--- Start ---

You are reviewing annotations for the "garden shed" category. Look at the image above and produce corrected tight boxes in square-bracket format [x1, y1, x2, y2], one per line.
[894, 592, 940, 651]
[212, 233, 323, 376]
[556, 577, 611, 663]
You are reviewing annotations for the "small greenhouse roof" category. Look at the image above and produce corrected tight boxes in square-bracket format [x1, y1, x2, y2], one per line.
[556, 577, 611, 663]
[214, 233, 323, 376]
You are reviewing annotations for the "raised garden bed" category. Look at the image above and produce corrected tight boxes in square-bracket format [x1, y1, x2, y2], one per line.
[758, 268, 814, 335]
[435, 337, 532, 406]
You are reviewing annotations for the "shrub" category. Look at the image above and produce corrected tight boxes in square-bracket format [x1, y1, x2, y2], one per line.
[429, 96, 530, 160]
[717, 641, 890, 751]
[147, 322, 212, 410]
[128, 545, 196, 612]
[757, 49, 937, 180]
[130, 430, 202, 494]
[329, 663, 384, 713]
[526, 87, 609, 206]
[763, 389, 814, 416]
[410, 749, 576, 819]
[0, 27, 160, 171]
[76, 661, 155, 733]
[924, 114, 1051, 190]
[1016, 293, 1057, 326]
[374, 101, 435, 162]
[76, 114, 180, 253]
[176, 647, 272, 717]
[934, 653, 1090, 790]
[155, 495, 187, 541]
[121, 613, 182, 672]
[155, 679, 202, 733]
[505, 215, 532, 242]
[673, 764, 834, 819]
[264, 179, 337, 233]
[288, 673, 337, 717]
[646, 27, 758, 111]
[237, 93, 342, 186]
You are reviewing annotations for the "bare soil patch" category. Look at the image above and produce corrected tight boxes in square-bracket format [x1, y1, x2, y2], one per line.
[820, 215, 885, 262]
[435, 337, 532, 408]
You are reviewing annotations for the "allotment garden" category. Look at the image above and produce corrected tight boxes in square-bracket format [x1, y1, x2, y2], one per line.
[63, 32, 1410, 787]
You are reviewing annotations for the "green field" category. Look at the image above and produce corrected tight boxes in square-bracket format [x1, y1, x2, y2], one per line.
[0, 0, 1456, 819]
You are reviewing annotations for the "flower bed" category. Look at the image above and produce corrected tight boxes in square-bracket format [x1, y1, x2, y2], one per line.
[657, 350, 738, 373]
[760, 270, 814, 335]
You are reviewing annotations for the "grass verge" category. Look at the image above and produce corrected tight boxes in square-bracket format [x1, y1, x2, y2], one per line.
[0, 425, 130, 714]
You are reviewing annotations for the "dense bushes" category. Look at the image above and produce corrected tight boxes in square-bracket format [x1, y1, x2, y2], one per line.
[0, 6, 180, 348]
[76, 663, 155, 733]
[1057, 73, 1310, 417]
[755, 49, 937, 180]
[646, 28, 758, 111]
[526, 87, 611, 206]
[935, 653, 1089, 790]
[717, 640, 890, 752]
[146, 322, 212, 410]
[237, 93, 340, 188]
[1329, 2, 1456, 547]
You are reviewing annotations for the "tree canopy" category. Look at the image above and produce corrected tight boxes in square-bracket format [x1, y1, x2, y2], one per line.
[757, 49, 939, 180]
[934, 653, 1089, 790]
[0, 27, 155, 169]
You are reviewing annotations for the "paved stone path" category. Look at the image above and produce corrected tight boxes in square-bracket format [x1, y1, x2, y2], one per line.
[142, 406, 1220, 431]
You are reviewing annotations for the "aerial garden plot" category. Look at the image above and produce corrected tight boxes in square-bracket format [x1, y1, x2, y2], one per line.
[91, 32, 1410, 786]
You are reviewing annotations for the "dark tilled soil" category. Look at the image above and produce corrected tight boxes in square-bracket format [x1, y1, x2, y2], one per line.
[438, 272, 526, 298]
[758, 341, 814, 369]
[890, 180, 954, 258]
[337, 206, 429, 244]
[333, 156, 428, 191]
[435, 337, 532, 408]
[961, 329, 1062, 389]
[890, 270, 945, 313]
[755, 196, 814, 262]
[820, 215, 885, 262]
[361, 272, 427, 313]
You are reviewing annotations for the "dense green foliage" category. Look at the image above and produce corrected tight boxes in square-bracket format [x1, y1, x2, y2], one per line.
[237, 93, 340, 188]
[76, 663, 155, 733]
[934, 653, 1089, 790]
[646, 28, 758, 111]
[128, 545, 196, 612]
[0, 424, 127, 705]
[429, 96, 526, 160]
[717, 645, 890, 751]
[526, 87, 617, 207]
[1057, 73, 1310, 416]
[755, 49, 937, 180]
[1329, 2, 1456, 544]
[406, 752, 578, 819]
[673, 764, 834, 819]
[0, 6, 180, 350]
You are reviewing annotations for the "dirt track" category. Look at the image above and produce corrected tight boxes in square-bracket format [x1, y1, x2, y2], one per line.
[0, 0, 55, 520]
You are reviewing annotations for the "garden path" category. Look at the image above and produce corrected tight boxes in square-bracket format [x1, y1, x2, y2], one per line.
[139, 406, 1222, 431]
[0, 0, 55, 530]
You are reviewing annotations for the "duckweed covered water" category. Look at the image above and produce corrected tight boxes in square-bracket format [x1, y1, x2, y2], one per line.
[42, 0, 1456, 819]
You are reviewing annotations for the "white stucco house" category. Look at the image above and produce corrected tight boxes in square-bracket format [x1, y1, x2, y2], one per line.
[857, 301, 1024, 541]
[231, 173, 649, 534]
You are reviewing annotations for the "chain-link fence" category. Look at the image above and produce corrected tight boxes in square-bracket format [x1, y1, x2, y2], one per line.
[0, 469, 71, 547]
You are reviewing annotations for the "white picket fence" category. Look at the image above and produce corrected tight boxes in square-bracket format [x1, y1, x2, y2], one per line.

--- End ---

### [Set task]
Copy all of the lines above without changing anything.

### [Result of the task]
You are reviewing annotations for the "garden shed" category. Look at the image above and produce corrected tight boxes in square-bracket format [x1, y1, x2, y2], one per line.
[894, 592, 940, 651]
[212, 233, 323, 376]
[556, 577, 611, 663]
You are reviewing annotations for the "small greenhouse roof" category. Look at the image above and produce corrected tight boxes in square-bracket format [x1, y1, x2, y2], one per line.
[556, 577, 611, 663]
[214, 233, 323, 376]
You are reviewing annotations for the "raised garden bed" category. Look at the image above and produce corrected tight boxes in square-bracket format [x1, y1, x2, y2], one per line.
[758, 268, 814, 335]
[435, 337, 532, 406]
You are reviewing annotations for the "shrub" category. Look at the image above and produce corrected tight boxes in square-bracket format [x1, y1, x2, y2], one per line.
[429, 96, 530, 160]
[717, 641, 890, 751]
[147, 322, 212, 410]
[128, 545, 196, 612]
[757, 49, 937, 180]
[130, 430, 202, 494]
[329, 663, 384, 713]
[526, 87, 609, 206]
[763, 389, 814, 416]
[410, 749, 576, 819]
[0, 27, 160, 171]
[76, 661, 155, 733]
[924, 114, 1051, 190]
[1016, 293, 1057, 326]
[374, 101, 435, 162]
[76, 114, 180, 253]
[176, 647, 272, 717]
[934, 653, 1090, 790]
[155, 495, 187, 541]
[121, 613, 182, 672]
[155, 679, 202, 733]
[505, 215, 532, 242]
[673, 764, 834, 819]
[264, 179, 337, 233]
[288, 673, 337, 717]
[646, 27, 758, 111]
[237, 93, 342, 186]
You are reviewing annotations for the "bare soil patch" category. Look at the image above and produce corrected tight boxes in square-bracket format [x1, y1, x2, y2], one per line.
[820, 215, 885, 262]
[435, 337, 532, 408]
You are reviewing annotations for the "allotment garden" category. Look at the image above and produce corrected tight boxes in square-bracket format [x1, y1, x2, y2], one per line.
[63, 32, 1410, 787]
You are reviewing annotations for the "green field" category. Look at the image above and produce corrected tight boxes in square-bracket format [x1, y1, x2, y2], one per line.
[0, 0, 1456, 819]
You are reviewing annotations for the "flower bed" category. Look at the image above and produce corrected tight boxes in square-bracket format [x1, y1, x2, y2], one per line.
[657, 350, 738, 373]
[760, 270, 814, 335]
You are reviewing annotations for the "grass verge" category. Look at the image above and produce corrected tight boxes in square-bracket format [x1, y1, x2, y2], one per line.
[0, 425, 130, 714]
You are reviewing annotations for the "dense bushes" category. Look at the image above and produce corrected tight boxes in square-bracket format [x1, y1, x2, y2], one per line.
[0, 6, 180, 348]
[76, 663, 155, 733]
[1057, 73, 1310, 417]
[755, 49, 937, 180]
[646, 28, 758, 111]
[526, 87, 611, 206]
[935, 653, 1089, 790]
[717, 640, 890, 752]
[146, 322, 212, 410]
[237, 93, 340, 188]
[1329, 2, 1456, 547]
You are reviewing annotations for the "tree canopy" category. Look at the image above and produce corrected tight boxes in square-bracket format [x1, y1, x2, y2], one per line.
[757, 49, 939, 180]
[934, 653, 1089, 790]
[0, 27, 155, 169]
You are reviewing annotations for the "paved stone path" category. Look at the image above and produce corrected tight boxes in square-bracket format [x1, y1, x2, y2], one per line.
[142, 406, 1220, 431]
You are reviewing annotations for the "aerial garden plot" category. Look at the image above and produce corrected tight boxes in square-bracket format [x1, y1, x2, y2], one per line.
[91, 32, 1410, 786]
You are reviewing annotations for the "dark tilled soil" category. Look at the image above and produce corrected tight boxes in square-bracket format [x1, y1, x2, y2], one per line.
[438, 272, 526, 298]
[758, 341, 814, 369]
[890, 180, 954, 258]
[337, 206, 429, 244]
[333, 156, 428, 191]
[435, 337, 532, 408]
[961, 329, 1062, 389]
[890, 270, 945, 313]
[755, 196, 814, 262]
[820, 215, 885, 262]
[361, 272, 427, 313]
You are reviewing annotations for the "dense green foliage" category. Look at the image above and produce corrected tight boxes in square-bracket format [x1, y1, x2, y2], one per line.
[237, 93, 340, 188]
[76, 663, 155, 733]
[934, 653, 1089, 790]
[646, 28, 758, 111]
[128, 545, 196, 612]
[0, 424, 127, 705]
[429, 96, 526, 160]
[717, 645, 890, 751]
[526, 87, 617, 207]
[1057, 73, 1310, 416]
[755, 49, 937, 180]
[1329, 2, 1456, 544]
[406, 752, 578, 819]
[673, 764, 834, 819]
[0, 6, 180, 350]
You are reviewing annotations for the "dirt track" category. Look at the image above and produce corrected tight boxes in square-bracket format [x1, y1, x2, y2], one per line.
[0, 0, 55, 520]
You are reviewing annotations for the "garden path" category. Look at the image above and produce corrected tight boxes in square-bracket format [x1, y1, x2, y2], one per line.
[139, 406, 1222, 431]
[0, 0, 55, 530]
You are reviewing annotations for the "duckweed covered water" category. Look at the image above and produce corrected tight boxes in square-bracket format [x1, y1, x2, y2], one per line.
[42, 0, 1456, 819]
You are reviewing annotations for the "white stucco house" category. Look at the image above and produce corrected tight boxes in square-bracket format [x1, y1, x2, y2], one per line.
[857, 301, 1024, 541]
[231, 173, 649, 534]
You are reviewing annotations for the "chain-link fence" category. Look at the image above and produce corrected tight boxes in square-bracket format [x1, y1, x2, y2], one per line.
[0, 469, 71, 547]
You are reviewing annotations for the "white picket fence" category. Look at the image above and produce corrected tight boxes in square-bracket format [x1, y1, x2, y2], one per line.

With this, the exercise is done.